◆ Aufgabe
Beantworte anhand des Forumsthreads zur Feiertagsberechnung diese Fragen:
1. Welche Art von Skripten hatte OWiesbrock bereits gesehen?
2. Was ist laut Thomas Darimont das einzig Komplizierte an der Feiertagsberechnung?
3. Woraus lässt sich laut Thomas Darimont alles andere auslesen?

◆ Lesetext
***
# Feiertagsberechnung



## OWiesbrock (25. Januar 2005)

Hi,

 sagt mal hat oder kennt einer einen schönen Code, der die deutschen Feiertage berechnen kann und das auch noch für die einzelnen Bundesländer? Habe bereits ein paar VB-Skripte gesehen, es aber nicht wirklich verstanden das Ganze auf Java umzumünzen.
 Ich wäre für Hilfe sehr dankbar.
 MfG

 OWiesbrock


----------



## Thomas Darimont (25. Januar 2005)

Hallo!

diese Frage wurde schon mal hier im Form gestellt, jedoch finde ich den entsprechenden Thread nicht mehr...
im Prinzip ist das einzig Komplizierte an der Feiertagsberechnung die Gaußsche Osterformel: http://www.dagmar-mueller.de/wdz/html/feiertagsberechnung.html
von dort ausgehend kann man im Prinzip alle anderen Feiertage ganz leicht berechnen was jemandem mit grundlegenden Java Kenntnissen nicht schwer fallen sollte...

Alles andere kannst du ganz bequem aus irgendwelchen Flatfiles oder Datenbanktabellen auslesen....

Gruß Tom


----------



## OWiesbrock (25. Januar 2005)

Danke schön!
***
◆ Bereitgestelltes Material
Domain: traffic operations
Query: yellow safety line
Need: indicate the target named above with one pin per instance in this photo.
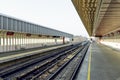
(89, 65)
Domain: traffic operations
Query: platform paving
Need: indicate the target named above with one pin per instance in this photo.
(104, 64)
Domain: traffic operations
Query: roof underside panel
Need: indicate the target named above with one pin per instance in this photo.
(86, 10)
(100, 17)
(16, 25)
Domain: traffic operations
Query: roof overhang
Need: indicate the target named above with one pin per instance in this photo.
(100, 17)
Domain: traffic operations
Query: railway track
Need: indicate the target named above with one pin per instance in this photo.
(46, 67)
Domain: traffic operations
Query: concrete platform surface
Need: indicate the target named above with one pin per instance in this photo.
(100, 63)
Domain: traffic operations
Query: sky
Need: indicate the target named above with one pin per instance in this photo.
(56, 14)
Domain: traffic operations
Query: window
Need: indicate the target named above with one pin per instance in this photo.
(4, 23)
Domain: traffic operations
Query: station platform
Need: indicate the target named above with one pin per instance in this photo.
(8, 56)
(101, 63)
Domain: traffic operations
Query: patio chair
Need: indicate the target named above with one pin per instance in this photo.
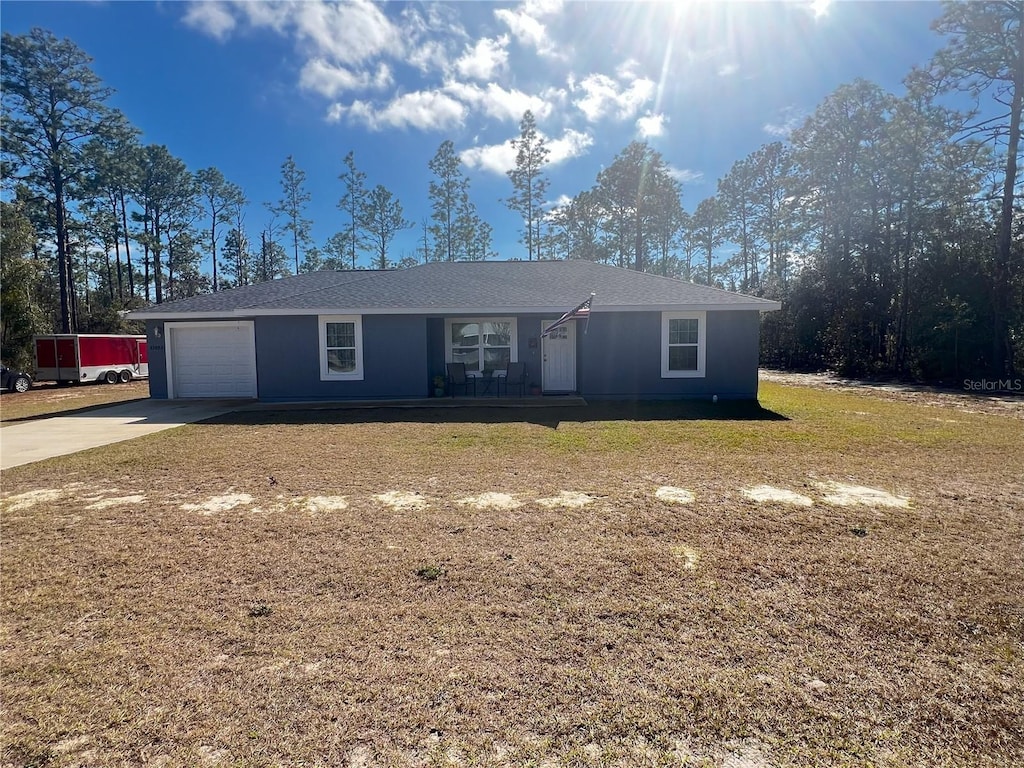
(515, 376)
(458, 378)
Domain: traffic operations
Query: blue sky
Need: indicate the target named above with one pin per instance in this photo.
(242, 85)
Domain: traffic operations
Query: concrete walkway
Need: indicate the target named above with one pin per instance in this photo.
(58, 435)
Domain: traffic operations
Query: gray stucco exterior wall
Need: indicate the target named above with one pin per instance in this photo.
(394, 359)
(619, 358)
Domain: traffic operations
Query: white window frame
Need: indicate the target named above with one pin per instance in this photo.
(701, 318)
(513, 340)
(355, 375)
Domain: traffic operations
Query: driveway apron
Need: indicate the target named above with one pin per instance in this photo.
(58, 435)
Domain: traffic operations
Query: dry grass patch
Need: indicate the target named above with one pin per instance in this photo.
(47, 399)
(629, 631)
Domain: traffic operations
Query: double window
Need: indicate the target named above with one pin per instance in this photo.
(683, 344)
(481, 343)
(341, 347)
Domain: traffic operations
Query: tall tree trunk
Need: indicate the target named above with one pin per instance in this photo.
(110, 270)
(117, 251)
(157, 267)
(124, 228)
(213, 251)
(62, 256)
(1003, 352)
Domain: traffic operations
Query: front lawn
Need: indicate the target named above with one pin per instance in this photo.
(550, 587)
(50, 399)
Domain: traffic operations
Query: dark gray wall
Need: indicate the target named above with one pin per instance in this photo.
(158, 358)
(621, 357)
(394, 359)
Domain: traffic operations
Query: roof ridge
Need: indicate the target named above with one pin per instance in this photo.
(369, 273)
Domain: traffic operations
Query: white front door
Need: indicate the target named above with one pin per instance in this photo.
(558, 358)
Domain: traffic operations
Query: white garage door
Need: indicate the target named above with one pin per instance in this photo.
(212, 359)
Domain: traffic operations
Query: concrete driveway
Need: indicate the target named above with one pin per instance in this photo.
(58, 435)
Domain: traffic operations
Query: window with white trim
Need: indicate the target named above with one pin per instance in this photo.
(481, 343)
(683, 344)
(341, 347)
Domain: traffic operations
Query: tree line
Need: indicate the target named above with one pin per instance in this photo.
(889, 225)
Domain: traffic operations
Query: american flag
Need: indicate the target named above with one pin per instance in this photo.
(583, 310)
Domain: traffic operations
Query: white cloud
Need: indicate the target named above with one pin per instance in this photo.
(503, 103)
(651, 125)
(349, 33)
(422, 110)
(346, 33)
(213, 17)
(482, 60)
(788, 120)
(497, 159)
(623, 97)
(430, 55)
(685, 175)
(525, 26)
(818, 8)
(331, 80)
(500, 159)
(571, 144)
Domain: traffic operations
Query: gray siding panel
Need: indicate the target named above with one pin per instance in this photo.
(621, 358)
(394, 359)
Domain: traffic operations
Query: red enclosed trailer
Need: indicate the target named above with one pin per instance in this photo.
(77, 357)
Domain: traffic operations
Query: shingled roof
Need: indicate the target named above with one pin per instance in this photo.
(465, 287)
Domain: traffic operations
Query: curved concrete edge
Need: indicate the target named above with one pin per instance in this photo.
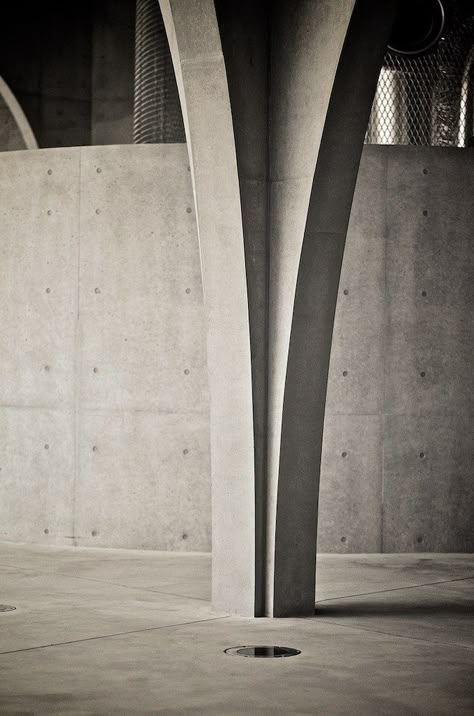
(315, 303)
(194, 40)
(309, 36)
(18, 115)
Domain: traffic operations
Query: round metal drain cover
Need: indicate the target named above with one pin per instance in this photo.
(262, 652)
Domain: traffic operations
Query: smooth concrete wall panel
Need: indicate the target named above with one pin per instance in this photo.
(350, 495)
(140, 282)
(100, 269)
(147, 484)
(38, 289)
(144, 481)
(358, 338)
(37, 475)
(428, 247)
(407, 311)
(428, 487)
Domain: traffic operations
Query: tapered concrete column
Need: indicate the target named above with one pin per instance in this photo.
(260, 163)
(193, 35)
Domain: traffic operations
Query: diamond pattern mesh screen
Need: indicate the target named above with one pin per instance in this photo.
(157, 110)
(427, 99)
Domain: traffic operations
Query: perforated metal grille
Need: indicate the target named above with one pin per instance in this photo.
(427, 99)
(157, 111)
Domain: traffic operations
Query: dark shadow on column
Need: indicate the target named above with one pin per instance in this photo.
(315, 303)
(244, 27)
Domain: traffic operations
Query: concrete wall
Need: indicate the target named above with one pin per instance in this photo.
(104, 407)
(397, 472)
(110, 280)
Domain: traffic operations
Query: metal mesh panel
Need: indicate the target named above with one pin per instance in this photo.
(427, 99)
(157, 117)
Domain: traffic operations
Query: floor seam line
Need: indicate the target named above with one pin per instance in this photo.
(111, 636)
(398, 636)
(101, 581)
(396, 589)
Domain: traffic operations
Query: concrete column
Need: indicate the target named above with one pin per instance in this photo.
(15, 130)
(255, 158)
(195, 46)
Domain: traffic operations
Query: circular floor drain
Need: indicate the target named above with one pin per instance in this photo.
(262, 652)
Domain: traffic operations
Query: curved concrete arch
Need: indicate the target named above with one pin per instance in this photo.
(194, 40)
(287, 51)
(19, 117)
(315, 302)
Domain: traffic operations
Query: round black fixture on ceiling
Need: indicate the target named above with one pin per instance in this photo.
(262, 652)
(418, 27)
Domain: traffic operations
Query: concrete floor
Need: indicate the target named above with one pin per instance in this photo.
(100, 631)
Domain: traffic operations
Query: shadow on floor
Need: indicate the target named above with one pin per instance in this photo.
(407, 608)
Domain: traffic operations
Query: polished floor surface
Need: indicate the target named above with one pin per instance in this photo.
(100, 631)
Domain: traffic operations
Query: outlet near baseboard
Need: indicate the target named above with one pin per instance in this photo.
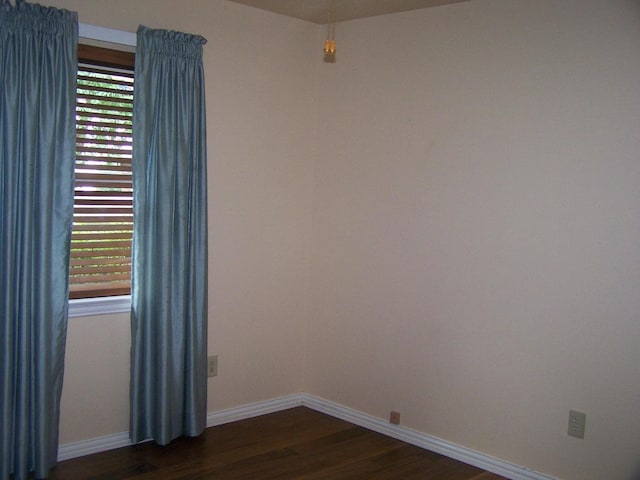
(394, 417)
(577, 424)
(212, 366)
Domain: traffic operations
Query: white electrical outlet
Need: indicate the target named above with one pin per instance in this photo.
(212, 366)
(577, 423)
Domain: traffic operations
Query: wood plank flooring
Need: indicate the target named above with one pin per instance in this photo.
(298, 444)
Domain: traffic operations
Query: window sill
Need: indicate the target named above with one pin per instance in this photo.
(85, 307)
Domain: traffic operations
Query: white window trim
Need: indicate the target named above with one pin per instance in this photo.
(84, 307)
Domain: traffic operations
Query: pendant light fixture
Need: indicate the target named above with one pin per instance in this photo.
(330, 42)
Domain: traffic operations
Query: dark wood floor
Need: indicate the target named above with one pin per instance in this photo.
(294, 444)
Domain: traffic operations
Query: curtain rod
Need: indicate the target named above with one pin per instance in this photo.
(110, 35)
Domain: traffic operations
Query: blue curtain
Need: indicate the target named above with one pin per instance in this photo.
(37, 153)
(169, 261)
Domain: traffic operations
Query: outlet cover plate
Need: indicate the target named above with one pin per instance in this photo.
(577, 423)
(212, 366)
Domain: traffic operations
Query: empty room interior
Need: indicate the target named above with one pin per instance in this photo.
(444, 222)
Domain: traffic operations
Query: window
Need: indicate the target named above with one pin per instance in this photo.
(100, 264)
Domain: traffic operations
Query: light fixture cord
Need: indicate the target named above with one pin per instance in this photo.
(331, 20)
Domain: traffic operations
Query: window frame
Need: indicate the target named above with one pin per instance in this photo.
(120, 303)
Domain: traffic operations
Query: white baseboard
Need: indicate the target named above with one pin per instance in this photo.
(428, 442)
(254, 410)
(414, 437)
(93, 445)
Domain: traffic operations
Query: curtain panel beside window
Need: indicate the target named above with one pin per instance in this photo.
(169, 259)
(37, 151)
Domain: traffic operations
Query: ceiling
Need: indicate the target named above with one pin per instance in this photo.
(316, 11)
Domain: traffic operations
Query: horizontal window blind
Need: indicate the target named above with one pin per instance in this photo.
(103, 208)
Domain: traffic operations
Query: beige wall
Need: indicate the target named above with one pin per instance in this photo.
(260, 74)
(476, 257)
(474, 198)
***
◆ Lösung
1. VB-Skripte
2. Die Gaußsche Osterformel
3. Aus irgendwelchen Flatfiles oder Datenbanktabellen